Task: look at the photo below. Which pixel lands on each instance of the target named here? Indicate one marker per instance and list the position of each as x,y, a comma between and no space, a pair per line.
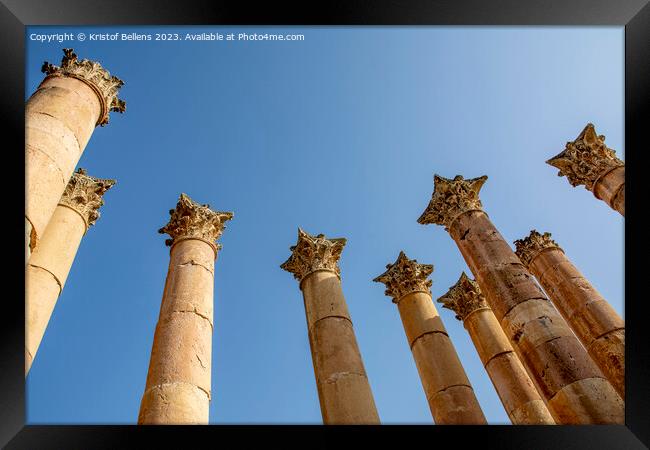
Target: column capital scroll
451,198
464,297
192,220
105,85
586,159
312,253
405,276
531,245
84,194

Try it: Copy out the entries above in full and exactly, skipping every picture.

Answer below:
Task: look at the photo below. Which pixel lands on each instance of the target named here? Indicate one marker per instance and list the position of each as x,y, a comma between and no space, a pair per line.
Target: column capital scroll
451,198
464,297
192,220
105,85
586,159
312,253
405,276
531,245
84,194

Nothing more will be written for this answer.